The posttranslational reversible acetylation on the ε-amino-group of lysines is an important switch in gene regulation and protein activity and has gained increasing interest in molecular biology and drug discovery in the last decade. One of the enzyme families that catalyze the cleavage of an acetyl group are the NAD+-dependent protein deacetylases, the sirtuins. The human sirtuins have seven members, Sirt1-7. Even though the biology of the sirtuins is far from being fully understood, there is already ample evidence that they may serve as future therapeutic targets. Their activity has especially been connected to processes in aging and hence, the field of potential applications for sirtuin modulators is very wide, ranging from neurodegenerative diseases to cancer to diabetes [1]. Some in vivo studies with sirtuin modulators, like the potential activator resveratrol or the inhibitor AGK2, show already great promise [2,3].

Several classes of sirtuin inhibitors with diverse chemical scaffolds have been published so far, but there is lack of highly specific inhibitors for only one of the seven sirtuin isoforms. Often only Sirt1 and 2 have been tested [4]. This lack of specific inhibitors may be partly because of the lack of high-resolution sirtuin-inhibitor x-ray structures but also due to the fact that the binding of the substrate is accompanied by a structural reshuffling of the substrate pocket [5]. Sirtuin isoforms are located in different cellular compartments and permeability of the compartment's membrane for the inhibitor may be a limiting factor, especially for the mitochondrial sirtuins Sirt3-5. For a selective inhibition of nuclear and cytoplasmatic sirtuins (Sirt1-2, 6-7) this might actually be favorable. Schlicker et al. now used virtual screening and docking methods [6], an approach that has already been successfully applied for the discovery of other sirtuin inhibitors [7], to identify new isoform-specific inhibitors. Two of the newly identified lead structures for the Sirt2-specific inhibitors contain a steroid scaffold and one of them is an ester of estradiol. The steroid scaffold brings along potential disadvantages due to possible interactions with steroid receptors.As there is ample knowledge in the literaure on modifications of the steroid scaffold, this could be used to eliminate such undesired side effects in further steroid-type sirtuin inhibitors. Besides the inhibition in vitro, the authors also showed the isoform-specific inhibition of Sirt2 in cell lysates as a more physiological environment but not in living cells.

***

Task prompt: Copy out the full text on sirtuin inhibitors word for word.

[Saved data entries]
***

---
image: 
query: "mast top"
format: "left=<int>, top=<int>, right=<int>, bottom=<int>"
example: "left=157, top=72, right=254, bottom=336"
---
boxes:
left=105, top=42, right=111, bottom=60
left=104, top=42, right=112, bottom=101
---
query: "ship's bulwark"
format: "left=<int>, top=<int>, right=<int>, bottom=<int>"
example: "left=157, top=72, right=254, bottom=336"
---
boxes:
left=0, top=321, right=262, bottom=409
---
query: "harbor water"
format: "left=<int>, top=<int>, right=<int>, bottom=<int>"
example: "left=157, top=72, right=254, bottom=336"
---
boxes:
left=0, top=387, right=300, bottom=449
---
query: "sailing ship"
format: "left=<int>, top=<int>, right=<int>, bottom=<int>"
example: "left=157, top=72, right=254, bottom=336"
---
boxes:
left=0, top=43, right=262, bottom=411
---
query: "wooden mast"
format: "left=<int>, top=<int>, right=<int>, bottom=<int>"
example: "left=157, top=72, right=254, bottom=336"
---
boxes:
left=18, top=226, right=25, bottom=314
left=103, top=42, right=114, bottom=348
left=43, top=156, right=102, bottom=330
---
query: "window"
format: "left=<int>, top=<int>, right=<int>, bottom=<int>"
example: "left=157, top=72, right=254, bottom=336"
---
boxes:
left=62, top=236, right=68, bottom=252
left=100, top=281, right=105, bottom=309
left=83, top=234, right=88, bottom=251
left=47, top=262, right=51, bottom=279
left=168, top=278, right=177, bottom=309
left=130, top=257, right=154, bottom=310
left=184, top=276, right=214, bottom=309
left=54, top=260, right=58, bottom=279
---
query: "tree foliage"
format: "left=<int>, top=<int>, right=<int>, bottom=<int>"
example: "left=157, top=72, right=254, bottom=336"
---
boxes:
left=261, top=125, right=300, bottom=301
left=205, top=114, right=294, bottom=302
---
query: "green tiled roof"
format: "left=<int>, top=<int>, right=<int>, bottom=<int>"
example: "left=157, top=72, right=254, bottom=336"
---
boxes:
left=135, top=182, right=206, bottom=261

***

Task result:
The posttranslational reversible acetylation on the ε-amino-group of lysines is an important switch in gene regulation and protein activity and has gained increasing interest in molecular biology and drug discovery in the last decade. One of the enzyme families that catalyze the cleavage of an acetyl group are the NAD+-dependent protein deacetylases, the sirtuins. The human sirtuins have seven members, Sirt1-7. Even though the biology of the sirtuins is far from being fully understood, there is already ample evidence that they may serve as future therapeutic targets. Their activity has especially been connected to processes in aging and hence, the field of potential applications for sirtuin modulators is very wide, ranging from neurodegenerative diseases to cancer to diabetes [1]. Some in vivo studies with sirtuin modulators, like the potential activator resveratrol or the inhibitor AGK2, show already great promise [2,3].

Several classes of sirtuin inhibitors with diverse chemical scaffolds have been published so far, but there is lack of highly specific inhibitors for only one of the seven sirtuin isoforms. Often only Sirt1 and 2 have been tested [4]. This lack of specific inhibitors may be partly because of the lack of high-resolution sirtuin-inhibitor x-ray structures but also due to the fact that the binding of the substrate is accompanied by a structural reshuffling of the substrate pocket [5]. Sirtuin isoforms are located in different cellular compartments and permeability of the compartment's membrane for the inhibitor may be a limiting factor, especially for the mitochondrial sirtuins Sirt3-5. For a selective inhibition of nuclear and cytoplasmatic sirtuins (Sirt1-2, 6-7) this might actually be favorable. Schlicker et al. now used virtual screening and docking methods [6], an approach that has already been successfully applied for the discovery of other sirtuin inhibitors [7], to identify new isoform-specific inhibitors. Two of the newly identified lead structures for the Sirt2-specific inhibitors contain a steroid scaffold and one of them is an ester of estradiol. The steroid scaffold brings along potential disadvantages due to possible interactions with steroid receptors.As there is ample knowledge in the literaure on modifications of the steroid scaffold, this could be used to eliminate such undesired side effects in further steroid-type sirtuin inhibitors. Besides the inhibition in vitro, the authors also showed the isoform-specific inhibition of Sirt2 in cell lysates as a more physiological environment but not in living cells.